[Stored data entries]
=====
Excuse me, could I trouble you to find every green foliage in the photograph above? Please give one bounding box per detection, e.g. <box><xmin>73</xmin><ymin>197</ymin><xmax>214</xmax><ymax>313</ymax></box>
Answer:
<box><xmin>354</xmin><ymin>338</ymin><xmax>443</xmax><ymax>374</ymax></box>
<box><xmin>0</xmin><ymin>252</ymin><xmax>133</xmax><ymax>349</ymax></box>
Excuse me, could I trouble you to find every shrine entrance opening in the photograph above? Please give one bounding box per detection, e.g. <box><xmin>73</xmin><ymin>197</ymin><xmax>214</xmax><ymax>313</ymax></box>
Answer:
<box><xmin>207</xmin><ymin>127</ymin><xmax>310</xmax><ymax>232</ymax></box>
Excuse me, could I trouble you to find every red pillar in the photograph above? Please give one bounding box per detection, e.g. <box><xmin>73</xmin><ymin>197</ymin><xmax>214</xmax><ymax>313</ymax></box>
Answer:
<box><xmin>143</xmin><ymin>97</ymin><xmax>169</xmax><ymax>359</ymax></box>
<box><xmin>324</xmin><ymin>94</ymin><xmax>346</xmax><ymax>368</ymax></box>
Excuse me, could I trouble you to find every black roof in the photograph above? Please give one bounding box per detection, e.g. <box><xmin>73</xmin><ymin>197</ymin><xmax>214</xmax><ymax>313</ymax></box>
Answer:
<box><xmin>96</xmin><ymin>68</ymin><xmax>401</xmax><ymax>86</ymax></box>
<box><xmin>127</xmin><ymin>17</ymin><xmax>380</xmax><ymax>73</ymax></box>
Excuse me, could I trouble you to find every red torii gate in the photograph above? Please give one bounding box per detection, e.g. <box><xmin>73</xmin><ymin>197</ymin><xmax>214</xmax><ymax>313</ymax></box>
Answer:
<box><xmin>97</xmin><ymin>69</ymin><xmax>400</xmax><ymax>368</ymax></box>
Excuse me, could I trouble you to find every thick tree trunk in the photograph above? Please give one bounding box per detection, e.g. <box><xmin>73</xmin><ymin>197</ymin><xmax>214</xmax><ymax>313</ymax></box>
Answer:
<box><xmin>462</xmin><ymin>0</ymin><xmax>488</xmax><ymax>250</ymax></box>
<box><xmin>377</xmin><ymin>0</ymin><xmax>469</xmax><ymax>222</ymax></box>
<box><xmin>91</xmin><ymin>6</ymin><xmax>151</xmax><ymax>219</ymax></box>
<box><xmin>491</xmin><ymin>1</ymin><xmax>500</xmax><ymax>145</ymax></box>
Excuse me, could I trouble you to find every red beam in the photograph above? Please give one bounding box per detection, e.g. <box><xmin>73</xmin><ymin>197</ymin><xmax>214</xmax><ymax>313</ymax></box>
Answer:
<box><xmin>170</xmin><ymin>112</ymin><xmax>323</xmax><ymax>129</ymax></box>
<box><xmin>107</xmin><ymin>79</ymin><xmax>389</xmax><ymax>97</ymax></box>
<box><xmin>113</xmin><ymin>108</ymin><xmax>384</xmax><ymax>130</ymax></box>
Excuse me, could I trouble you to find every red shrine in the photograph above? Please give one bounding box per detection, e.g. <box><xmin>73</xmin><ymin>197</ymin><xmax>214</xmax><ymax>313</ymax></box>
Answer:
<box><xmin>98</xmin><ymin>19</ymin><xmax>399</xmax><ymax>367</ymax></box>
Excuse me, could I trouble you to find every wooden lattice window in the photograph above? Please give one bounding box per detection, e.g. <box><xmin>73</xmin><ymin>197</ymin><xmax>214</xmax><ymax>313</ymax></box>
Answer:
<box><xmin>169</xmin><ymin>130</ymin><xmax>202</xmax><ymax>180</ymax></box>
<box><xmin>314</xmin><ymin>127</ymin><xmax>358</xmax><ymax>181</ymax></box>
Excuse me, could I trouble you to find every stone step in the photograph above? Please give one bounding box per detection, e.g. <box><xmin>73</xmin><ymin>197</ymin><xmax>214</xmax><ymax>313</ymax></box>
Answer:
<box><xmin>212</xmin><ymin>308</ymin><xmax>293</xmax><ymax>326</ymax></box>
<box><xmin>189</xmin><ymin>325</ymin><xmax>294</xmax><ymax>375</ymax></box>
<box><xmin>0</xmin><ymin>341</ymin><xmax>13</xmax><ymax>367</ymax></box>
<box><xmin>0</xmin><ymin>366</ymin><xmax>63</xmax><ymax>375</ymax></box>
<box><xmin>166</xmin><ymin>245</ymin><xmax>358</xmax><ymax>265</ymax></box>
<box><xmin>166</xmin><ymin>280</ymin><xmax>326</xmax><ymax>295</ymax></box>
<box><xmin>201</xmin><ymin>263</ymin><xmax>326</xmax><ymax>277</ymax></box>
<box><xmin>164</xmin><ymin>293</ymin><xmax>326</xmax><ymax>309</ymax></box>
=====
[What you will do]
Duplicate the rows above line for line, with no changes at all.

[Expected output]
Excuse me, could I trouble you to find every green foliage in the photograph above? Please give one bounding box per detection, e.g. <box><xmin>73</xmin><ymin>197</ymin><xmax>214</xmax><ymax>313</ymax></box>
Answer:
<box><xmin>354</xmin><ymin>338</ymin><xmax>443</xmax><ymax>374</ymax></box>
<box><xmin>0</xmin><ymin>252</ymin><xmax>133</xmax><ymax>349</ymax></box>
Excuse me, could I trouble you to find every shrine entrance opening in the photograph above? Please give one bounding box per detection, e.g. <box><xmin>73</xmin><ymin>197</ymin><xmax>214</xmax><ymax>313</ymax></box>
Answer:
<box><xmin>207</xmin><ymin>127</ymin><xmax>310</xmax><ymax>232</ymax></box>
Excuse me, could I trouble you to find every red pillar in the photograph above? Please give one bounding box per detection, e.g. <box><xmin>73</xmin><ymin>197</ymin><xmax>214</xmax><ymax>313</ymax></box>
Answer:
<box><xmin>143</xmin><ymin>97</ymin><xmax>169</xmax><ymax>359</ymax></box>
<box><xmin>324</xmin><ymin>94</ymin><xmax>346</xmax><ymax>368</ymax></box>
Excuse me, could I trouble you to find every black roof in the photograph above? Please give one bounding box per detection, e.g. <box><xmin>73</xmin><ymin>197</ymin><xmax>214</xmax><ymax>313</ymax></box>
Answer:
<box><xmin>96</xmin><ymin>68</ymin><xmax>401</xmax><ymax>86</ymax></box>
<box><xmin>127</xmin><ymin>17</ymin><xmax>380</xmax><ymax>73</ymax></box>
Excuse me, could I trouble you to find every red torii gate in the photograph above? Please give one bounding box per detection, e.g. <box><xmin>73</xmin><ymin>197</ymin><xmax>214</xmax><ymax>313</ymax></box>
Answer:
<box><xmin>97</xmin><ymin>69</ymin><xmax>400</xmax><ymax>368</ymax></box>
Excuse me, could I trouble you to find every thick tree trunk in the photograph above? Please give one bounding box per detection, e.g. <box><xmin>73</xmin><ymin>197</ymin><xmax>214</xmax><ymax>313</ymax></box>
Answer:
<box><xmin>462</xmin><ymin>0</ymin><xmax>488</xmax><ymax>250</ymax></box>
<box><xmin>377</xmin><ymin>0</ymin><xmax>469</xmax><ymax>222</ymax></box>
<box><xmin>91</xmin><ymin>6</ymin><xmax>151</xmax><ymax>219</ymax></box>
<box><xmin>491</xmin><ymin>1</ymin><xmax>500</xmax><ymax>145</ymax></box>
Excuse me, could I trouble you to find every red beam in the photograph above? Please give one bounding box per detection, e.g. <box><xmin>73</xmin><ymin>197</ymin><xmax>214</xmax><ymax>313</ymax></box>
Answer:
<box><xmin>170</xmin><ymin>112</ymin><xmax>323</xmax><ymax>129</ymax></box>
<box><xmin>107</xmin><ymin>79</ymin><xmax>389</xmax><ymax>97</ymax></box>
<box><xmin>113</xmin><ymin>108</ymin><xmax>384</xmax><ymax>130</ymax></box>
Excuse me, could I trouble you to find every red shrine in the photograph above? Please give one bounding box per detection, e.g. <box><xmin>73</xmin><ymin>197</ymin><xmax>214</xmax><ymax>313</ymax></box>
Answer:
<box><xmin>98</xmin><ymin>19</ymin><xmax>399</xmax><ymax>367</ymax></box>
Excuse me, could I trouble you to find every wooden lattice window in the photograph above? Please give one bounding box per detection, e.g. <box><xmin>73</xmin><ymin>197</ymin><xmax>214</xmax><ymax>313</ymax></box>
Answer:
<box><xmin>169</xmin><ymin>130</ymin><xmax>202</xmax><ymax>180</ymax></box>
<box><xmin>314</xmin><ymin>127</ymin><xmax>358</xmax><ymax>181</ymax></box>
Excuse me, could I trouble you to find every stone step in the photograph above? Please give one bounding box per detection, e.g. <box><xmin>73</xmin><ymin>197</ymin><xmax>214</xmax><ymax>313</ymax></box>
Answer:
<box><xmin>212</xmin><ymin>308</ymin><xmax>293</xmax><ymax>326</ymax></box>
<box><xmin>189</xmin><ymin>325</ymin><xmax>294</xmax><ymax>375</ymax></box>
<box><xmin>0</xmin><ymin>341</ymin><xmax>13</xmax><ymax>367</ymax></box>
<box><xmin>0</xmin><ymin>366</ymin><xmax>63</xmax><ymax>375</ymax></box>
<box><xmin>166</xmin><ymin>245</ymin><xmax>358</xmax><ymax>265</ymax></box>
<box><xmin>166</xmin><ymin>280</ymin><xmax>326</xmax><ymax>295</ymax></box>
<box><xmin>201</xmin><ymin>263</ymin><xmax>326</xmax><ymax>277</ymax></box>
<box><xmin>164</xmin><ymin>293</ymin><xmax>326</xmax><ymax>309</ymax></box>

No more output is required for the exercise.